*Task to complete*
Reproduce every item below verbatim, line for line.
____________________
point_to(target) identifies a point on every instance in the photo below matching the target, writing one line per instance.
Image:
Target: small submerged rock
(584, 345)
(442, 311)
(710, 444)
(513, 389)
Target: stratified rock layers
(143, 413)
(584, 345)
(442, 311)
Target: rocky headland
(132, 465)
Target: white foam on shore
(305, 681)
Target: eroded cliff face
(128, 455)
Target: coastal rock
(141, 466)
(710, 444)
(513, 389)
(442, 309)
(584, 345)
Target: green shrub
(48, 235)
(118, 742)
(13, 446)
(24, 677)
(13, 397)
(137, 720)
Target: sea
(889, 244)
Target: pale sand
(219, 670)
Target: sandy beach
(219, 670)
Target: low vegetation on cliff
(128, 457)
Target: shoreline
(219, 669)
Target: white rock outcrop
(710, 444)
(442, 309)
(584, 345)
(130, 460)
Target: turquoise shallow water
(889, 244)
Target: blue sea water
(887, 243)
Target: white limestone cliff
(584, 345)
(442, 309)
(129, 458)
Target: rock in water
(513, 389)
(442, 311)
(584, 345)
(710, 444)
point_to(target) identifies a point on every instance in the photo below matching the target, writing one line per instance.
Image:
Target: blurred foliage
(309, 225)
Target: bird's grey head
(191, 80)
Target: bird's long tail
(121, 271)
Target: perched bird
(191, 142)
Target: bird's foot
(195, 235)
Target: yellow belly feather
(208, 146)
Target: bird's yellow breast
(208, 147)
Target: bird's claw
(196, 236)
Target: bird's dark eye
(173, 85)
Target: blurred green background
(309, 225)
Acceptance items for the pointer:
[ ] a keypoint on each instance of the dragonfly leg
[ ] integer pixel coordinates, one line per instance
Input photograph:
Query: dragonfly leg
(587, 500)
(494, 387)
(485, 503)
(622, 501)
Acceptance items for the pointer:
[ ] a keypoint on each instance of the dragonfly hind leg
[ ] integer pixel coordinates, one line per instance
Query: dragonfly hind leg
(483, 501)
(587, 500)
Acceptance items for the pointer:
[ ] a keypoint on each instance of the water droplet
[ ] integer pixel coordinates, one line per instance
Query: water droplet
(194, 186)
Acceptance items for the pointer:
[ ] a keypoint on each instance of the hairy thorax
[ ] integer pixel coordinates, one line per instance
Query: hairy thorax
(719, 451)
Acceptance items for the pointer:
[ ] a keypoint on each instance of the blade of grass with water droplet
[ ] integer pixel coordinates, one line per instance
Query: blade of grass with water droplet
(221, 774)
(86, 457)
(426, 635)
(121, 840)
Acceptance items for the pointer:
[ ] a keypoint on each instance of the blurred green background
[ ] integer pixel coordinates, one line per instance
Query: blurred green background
____________________
*Result*
point_to(target) identifies a point on every instance in the photo below matching the target, writing one line per instance.
Image:
Target: small submerged rock
(584, 345)
(442, 311)
(710, 444)
(513, 389)
Target: stratified rock layers
(143, 413)
(584, 345)
(442, 311)
Target: rocky headland
(132, 465)
Target: white foam on shore
(305, 681)
Target: eroded cliff face
(128, 455)
Target: coastal rock
(141, 466)
(710, 444)
(513, 389)
(442, 309)
(584, 345)
Target: green shrub
(48, 235)
(118, 742)
(13, 446)
(24, 677)
(13, 397)
(137, 720)
Target: sea
(889, 244)
Target: pale sand
(219, 670)
Target: sandy beach
(219, 670)
Target: low vegetation on cliff
(128, 457)
Target: shoreline
(219, 669)
Target: white rock outcrop
(710, 444)
(442, 309)
(584, 345)
(130, 460)
Target: turquoise shallow water
(889, 244)
Target: blue sea water
(887, 243)
Target: white limestone cliff
(584, 345)
(442, 309)
(129, 458)
Target: rock in water
(513, 389)
(442, 311)
(584, 345)
(710, 444)
point_to(target) identifies a point on every instance in the photo below matching the target, writing one line per instance.
Image:
Target: blurred foliage
(309, 225)
Target: bird's grey head
(191, 80)
Target: bird's long tail
(121, 271)
Target: perched bird
(191, 142)
Target: bird's foot
(195, 235)
Target: yellow belly feather
(208, 146)
Target: bird's yellow breast
(208, 147)
Target: bird's claw
(196, 236)
Target: bird's dark eye
(173, 85)
Target: blurred green background
(309, 225)
Acceptance items for the pointer:
[ ] a keypoint on each instance of the dragonfly leg
[ ] integer pixel coordinates, one line per instance
Input photograph:
Query: dragonfly leg
(587, 500)
(494, 387)
(485, 503)
(622, 501)
Acceptance items for the pointer:
[ ] a keypoint on each instance of the dragonfly hind leg
[ ] integer pixel coordinates, one line per instance
Query: dragonfly hind leg
(483, 501)
(587, 500)
Acceptance items for the pointer:
[ ] a keypoint on each instance of the water droplet
[ ] integer pixel coordinates, one line per instance
Query: water droplet
(194, 186)
Acceptance items for the pointer:
[ ] a keypoint on each instance of the hairy thorax
[ ] integer pixel coordinates, one line per instance
Query: hairy thorax
(719, 451)
Acceptance items for the pointer:
[ ] a keypoint on each instance of the blade of grass with water droplet
[ ] integer pixel coordinates, one line per instance
Query: blade of grass with water droplet
(221, 774)
(86, 457)
(426, 635)
(121, 840)
Acceptance items for the pointer:
[ ] a keypoint on each instance of the blurred green background
[ ] integer pixel coordinates, one line per instance
Query: blurred green background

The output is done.